→ **DATA IN THIS EXERCISE**
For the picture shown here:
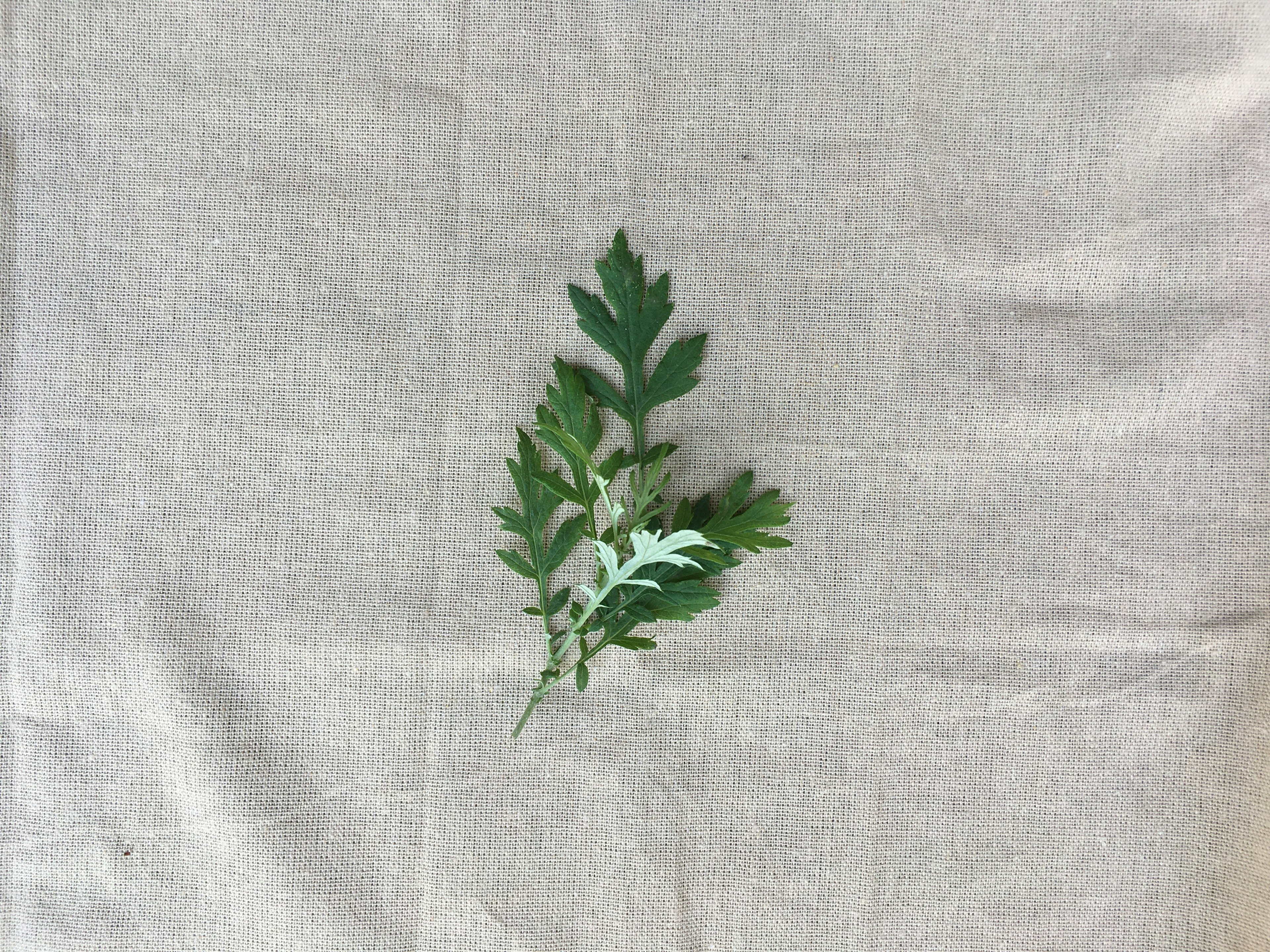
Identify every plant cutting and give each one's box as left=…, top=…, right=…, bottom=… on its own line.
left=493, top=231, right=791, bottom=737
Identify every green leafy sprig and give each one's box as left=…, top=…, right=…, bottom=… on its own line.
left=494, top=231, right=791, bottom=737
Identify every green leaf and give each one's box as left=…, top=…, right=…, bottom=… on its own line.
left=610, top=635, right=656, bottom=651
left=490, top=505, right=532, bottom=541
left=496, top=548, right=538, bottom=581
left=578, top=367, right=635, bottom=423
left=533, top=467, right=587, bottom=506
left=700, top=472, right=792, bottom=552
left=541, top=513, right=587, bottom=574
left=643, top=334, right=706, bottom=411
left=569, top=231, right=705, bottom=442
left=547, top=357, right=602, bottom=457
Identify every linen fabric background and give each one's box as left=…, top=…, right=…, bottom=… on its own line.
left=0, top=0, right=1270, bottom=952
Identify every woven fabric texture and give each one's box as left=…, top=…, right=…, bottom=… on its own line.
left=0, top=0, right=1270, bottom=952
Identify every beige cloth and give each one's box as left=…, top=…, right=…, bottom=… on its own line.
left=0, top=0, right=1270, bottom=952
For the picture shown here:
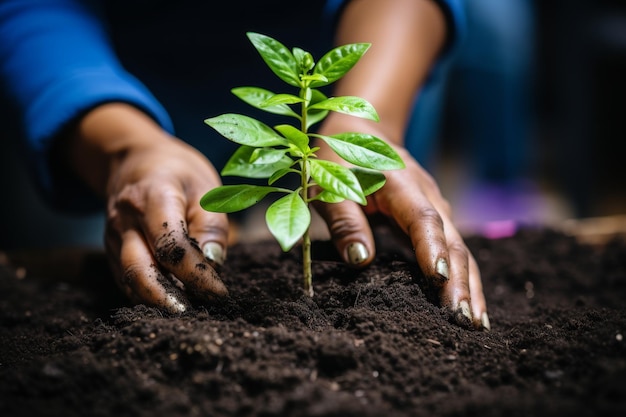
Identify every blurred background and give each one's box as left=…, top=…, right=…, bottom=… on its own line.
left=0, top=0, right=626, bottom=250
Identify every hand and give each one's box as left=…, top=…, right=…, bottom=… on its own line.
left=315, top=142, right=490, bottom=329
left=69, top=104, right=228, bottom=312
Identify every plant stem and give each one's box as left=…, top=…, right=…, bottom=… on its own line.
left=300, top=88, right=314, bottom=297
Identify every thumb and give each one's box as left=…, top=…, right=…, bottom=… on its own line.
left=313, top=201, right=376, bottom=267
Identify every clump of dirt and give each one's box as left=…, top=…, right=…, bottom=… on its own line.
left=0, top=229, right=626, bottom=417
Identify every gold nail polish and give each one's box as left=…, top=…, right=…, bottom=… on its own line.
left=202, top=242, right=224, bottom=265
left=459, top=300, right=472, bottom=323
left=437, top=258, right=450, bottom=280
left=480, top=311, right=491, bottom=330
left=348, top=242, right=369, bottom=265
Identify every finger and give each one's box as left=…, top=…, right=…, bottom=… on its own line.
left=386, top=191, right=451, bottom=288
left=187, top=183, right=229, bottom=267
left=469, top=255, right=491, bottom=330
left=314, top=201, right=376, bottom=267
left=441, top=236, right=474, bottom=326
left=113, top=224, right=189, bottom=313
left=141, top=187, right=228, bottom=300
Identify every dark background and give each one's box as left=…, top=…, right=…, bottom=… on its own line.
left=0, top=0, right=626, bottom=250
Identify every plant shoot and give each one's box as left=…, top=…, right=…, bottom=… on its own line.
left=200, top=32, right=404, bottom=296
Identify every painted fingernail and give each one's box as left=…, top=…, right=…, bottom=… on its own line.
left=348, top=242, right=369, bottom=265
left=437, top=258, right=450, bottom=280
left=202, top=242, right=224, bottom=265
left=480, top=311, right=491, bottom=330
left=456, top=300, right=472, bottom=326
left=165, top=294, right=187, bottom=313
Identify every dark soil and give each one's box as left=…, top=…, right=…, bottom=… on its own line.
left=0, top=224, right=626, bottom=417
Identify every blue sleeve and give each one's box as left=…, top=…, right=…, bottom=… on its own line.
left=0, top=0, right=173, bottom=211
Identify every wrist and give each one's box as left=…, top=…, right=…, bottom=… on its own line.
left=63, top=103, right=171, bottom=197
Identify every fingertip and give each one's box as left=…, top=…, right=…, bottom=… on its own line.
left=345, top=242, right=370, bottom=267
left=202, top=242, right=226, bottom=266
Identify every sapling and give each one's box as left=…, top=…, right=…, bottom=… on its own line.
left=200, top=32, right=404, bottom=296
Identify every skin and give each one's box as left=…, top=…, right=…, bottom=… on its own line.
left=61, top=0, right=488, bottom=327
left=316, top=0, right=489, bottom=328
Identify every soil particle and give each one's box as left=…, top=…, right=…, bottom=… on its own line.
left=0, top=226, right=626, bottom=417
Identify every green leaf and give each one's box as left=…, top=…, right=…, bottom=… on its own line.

→ **EXERCISE**
Reproduce all of the entries above as a numbered list with one line per item, skipping blank lines and omitting the pictures.

→ **ANSWER**
1. For the picture shown here:
2. Identify every plant cutting and give each one's box as left=…, top=…, right=…, bottom=… on its own line.
3. left=493, top=231, right=791, bottom=737
4. Identify every green leafy sprig and give each one's box as left=…, top=…, right=…, bottom=… on its own line.
5. left=494, top=231, right=791, bottom=737
6. Identify every green leaf and give each one's box as left=…, top=…, right=…, bottom=… on its own line.
7. left=610, top=635, right=656, bottom=651
8. left=490, top=505, right=532, bottom=541
9. left=496, top=548, right=538, bottom=581
10. left=578, top=367, right=635, bottom=423
11. left=533, top=467, right=587, bottom=506
12. left=700, top=472, right=792, bottom=552
13. left=541, top=513, right=587, bottom=574
14. left=643, top=334, right=706, bottom=411
15. left=569, top=231, right=705, bottom=442
16. left=547, top=357, right=602, bottom=457
17. Identify every linen fabric background and give each one's box as left=…, top=…, right=…, bottom=… on its own line.
18. left=0, top=0, right=1270, bottom=952
19. Identify every woven fabric texture and give each one's box as left=…, top=…, right=…, bottom=… on its own line.
20. left=0, top=0, right=1270, bottom=952
21. Identify every beige cloth and give each one's box as left=…, top=…, right=…, bottom=… on its own line.
22. left=0, top=0, right=1270, bottom=952
23. For the picture shown here:
24. Identify every blurred background and give each one's box as left=…, top=…, right=…, bottom=… on its own line.
25. left=0, top=0, right=626, bottom=250
26. Identify every hand and give each one's box as left=…, top=…, right=…, bottom=… on its own line.
27. left=315, top=142, right=490, bottom=329
28. left=69, top=104, right=228, bottom=312
29. Identify every plant stem and give each one's box as left=…, top=…, right=…, bottom=… on its own line.
30. left=300, top=88, right=314, bottom=297
31. Identify every thumb and give each one's box as left=…, top=…, right=…, bottom=… on its own line.
32. left=313, top=201, right=376, bottom=267
33. Identify every clump of dirt and give each one's box as left=…, top=…, right=…, bottom=… on its own line.
34. left=0, top=229, right=626, bottom=417
35. Identify every gold nail polish and give each one's box as left=…, top=…, right=…, bottom=… on its own line.
36. left=202, top=242, right=224, bottom=265
37. left=459, top=300, right=472, bottom=323
38. left=437, top=258, right=450, bottom=280
39. left=480, top=311, right=491, bottom=330
40. left=348, top=242, right=369, bottom=265
41. Identify every finger and give each one's box as left=…, top=…, right=…, bottom=… on its own line.
42. left=386, top=191, right=451, bottom=288
43. left=187, top=183, right=229, bottom=267
44. left=469, top=255, right=491, bottom=330
45. left=314, top=201, right=376, bottom=267
46. left=441, top=236, right=474, bottom=326
47. left=113, top=224, right=189, bottom=313
48. left=141, top=187, right=228, bottom=300
49. Identify every dark background and give each one's box as left=…, top=…, right=…, bottom=… on its own line.
50. left=0, top=0, right=626, bottom=250
51. Identify every plant shoot and give each one's box as left=…, top=…, right=…, bottom=… on its own line.
52. left=200, top=32, right=404, bottom=296
53. Identify every painted fingernail and give each one's box as left=…, top=…, right=…, bottom=… on its own line.
54. left=348, top=242, right=369, bottom=265
55. left=437, top=258, right=450, bottom=280
56. left=202, top=242, right=224, bottom=265
57. left=480, top=311, right=491, bottom=330
58. left=456, top=300, right=472, bottom=326
59. left=165, top=294, right=187, bottom=313
60. Identify every dark soil and give each one's box as left=…, top=…, right=…, bottom=… on its own line.
61. left=0, top=224, right=626, bottom=417
62. Identify every blue sleeve and give each one's box as left=…, top=…, right=…, bottom=… on its own line.
63. left=0, top=0, right=173, bottom=211
64. Identify every wrist and give each one's box as left=…, top=…, right=…, bottom=… on its own line.
65. left=63, top=103, right=171, bottom=197
66. Identify every fingertip and give each one's box as left=…, top=…, right=…, bottom=… on its own line.
67. left=345, top=242, right=370, bottom=267
68. left=202, top=242, right=226, bottom=266
69. Identify every sapling and give each one's box as left=…, top=…, right=…, bottom=… on its own line.
70. left=200, top=32, right=404, bottom=296
71. Identify every skin and give each one's box as left=…, top=…, right=…, bottom=… on its own line.
72. left=61, top=0, right=488, bottom=327
73. left=316, top=0, right=489, bottom=328
74. Identify every soil particle and give each one's box as left=…, top=…, right=…, bottom=… on its own line.
75. left=0, top=226, right=626, bottom=417
76. Identify every green leaf and give each one's box as left=…, top=…, right=…, bottom=… on its own line.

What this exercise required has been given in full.